---------- TEXT SECTION ----------

[LINK] Ported telephone numbers

Paul Brooks pbrooks-link at layer10.com.au
Fri Jan 12 12:43:52 AEDT 2018


On 10/01/2018 4:12 PM, David wrote:
> On Wednesday, 10 January 2018 2:34:20 PM AEDT Paul Brooks wrote:
>
>> All of these [voice transport protocols] are part of the PSTN, and the traditional telephone number addressing is the Universal Voice Glue that makes it all work together relatively seamlessly, and lets someone on a POTS line call someone on IP line without having to be aware of what technology the receiver is using at that moment. Not quite irrelevant!.
> However IP-based voice connections will be in a huge majority when the NBN finishes its rollout, probably enough to warrant a strategic rethink.  Call routing based on POTS number, as currently done by the carriers, logically duplicates a function which could, in principle, be done by the IP (i.e. NBN) network.  Surely it should be possible to integrate the IP and remaining POTS networks so the whole system is more efficient and way less cumbersome.

---------- DATASET ENTRIES ----------

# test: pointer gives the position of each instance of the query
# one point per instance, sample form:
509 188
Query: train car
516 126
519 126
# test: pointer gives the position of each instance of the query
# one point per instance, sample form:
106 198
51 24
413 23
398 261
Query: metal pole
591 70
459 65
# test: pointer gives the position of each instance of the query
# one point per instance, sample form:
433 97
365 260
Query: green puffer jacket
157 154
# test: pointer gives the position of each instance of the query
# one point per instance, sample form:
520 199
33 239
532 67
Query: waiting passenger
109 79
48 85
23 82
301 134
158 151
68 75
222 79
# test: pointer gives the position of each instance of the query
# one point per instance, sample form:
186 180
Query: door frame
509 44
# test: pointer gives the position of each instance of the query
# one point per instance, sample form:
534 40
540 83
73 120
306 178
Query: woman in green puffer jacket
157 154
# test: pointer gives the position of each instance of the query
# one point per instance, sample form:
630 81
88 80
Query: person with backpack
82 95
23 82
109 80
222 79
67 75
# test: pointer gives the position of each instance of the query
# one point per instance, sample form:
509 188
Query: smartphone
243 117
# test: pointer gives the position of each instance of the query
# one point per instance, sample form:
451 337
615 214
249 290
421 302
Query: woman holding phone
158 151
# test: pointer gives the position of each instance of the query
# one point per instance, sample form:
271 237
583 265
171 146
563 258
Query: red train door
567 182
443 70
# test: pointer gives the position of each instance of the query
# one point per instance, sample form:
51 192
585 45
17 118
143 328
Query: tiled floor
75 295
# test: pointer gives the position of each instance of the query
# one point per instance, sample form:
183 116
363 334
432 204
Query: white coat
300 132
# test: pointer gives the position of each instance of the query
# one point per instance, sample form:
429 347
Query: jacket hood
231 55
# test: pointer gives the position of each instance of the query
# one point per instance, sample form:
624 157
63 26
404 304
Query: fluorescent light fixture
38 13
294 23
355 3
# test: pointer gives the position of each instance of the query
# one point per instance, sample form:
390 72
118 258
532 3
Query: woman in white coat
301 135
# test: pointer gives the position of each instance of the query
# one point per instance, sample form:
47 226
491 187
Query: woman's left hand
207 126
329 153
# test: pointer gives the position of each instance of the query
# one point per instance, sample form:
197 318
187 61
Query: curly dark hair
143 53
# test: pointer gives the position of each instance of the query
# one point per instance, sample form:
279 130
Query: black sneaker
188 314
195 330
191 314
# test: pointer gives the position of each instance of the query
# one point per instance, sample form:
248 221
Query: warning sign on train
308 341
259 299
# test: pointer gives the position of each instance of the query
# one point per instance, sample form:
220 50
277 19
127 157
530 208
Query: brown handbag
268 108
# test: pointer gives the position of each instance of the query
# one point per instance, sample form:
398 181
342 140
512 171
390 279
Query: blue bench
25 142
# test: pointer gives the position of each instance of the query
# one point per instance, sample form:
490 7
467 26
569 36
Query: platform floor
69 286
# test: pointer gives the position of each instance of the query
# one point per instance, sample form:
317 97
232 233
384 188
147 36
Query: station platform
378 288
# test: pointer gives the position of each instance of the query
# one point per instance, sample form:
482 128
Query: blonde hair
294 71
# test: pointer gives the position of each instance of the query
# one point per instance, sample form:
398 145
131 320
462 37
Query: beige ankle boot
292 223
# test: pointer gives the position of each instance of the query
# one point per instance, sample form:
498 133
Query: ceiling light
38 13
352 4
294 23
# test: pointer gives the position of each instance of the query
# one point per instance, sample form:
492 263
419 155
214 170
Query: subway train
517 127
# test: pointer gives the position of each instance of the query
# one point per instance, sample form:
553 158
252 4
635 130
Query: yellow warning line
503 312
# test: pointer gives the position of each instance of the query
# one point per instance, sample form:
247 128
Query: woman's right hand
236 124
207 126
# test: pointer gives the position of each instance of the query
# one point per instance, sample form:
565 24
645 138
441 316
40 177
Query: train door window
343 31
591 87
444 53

----------

**REQUIRED WORK**
A: Repeat the post on ported telephone numbers from "[LINK] Ported telephone" up to and including "Not quite irrelevant!.".
B: State yes or no for whether each statement agrees with the post on ported telephone numbers, quoting the words that decide it: (i) David expects IP-based voice connections to be in a huge majority once the NBN finishes its rollout. (ii) Paul Brooks calls traditional telephone number addressing irrelevant. (iii) Paul Brooks's quoted message was sent on a Wednesday.
The lines above come from a separate source and are not part of the post on ported telephone numbers.

**ANSWERS GIVEN**
A:
[LINK] Ported telephone numbers

Paul Brooks pbrooks-link at layer10.com.au
Fri Jan 12 12:43:52 AEDT 2018


On 10/01/2018 4:12 PM, David wrote:
> On Wednesday, 10 January 2018 2:34:20 PM AEDT Paul Brooks wrote:
>
>> All of these [voice transport protocols] are part of the PSTN, and the traditional telephone number addressing is the Universal Voice Glue that makes it all work together relatively seamlessly, and lets someone on a POTS line call someone on IP line without having to be aware of what technology the receiver is using at that moment. Not quite irrelevant!.

B:
(i) Yes: "IP-based voice connections will be in a huge majority when the NBN finishes its rollout"
(ii) No: "Not quite irrelevant!"
(iii) Yes: "On Wednesday, 10 January 2018 2:34:20 PM AEDT Paul Brooks wrote"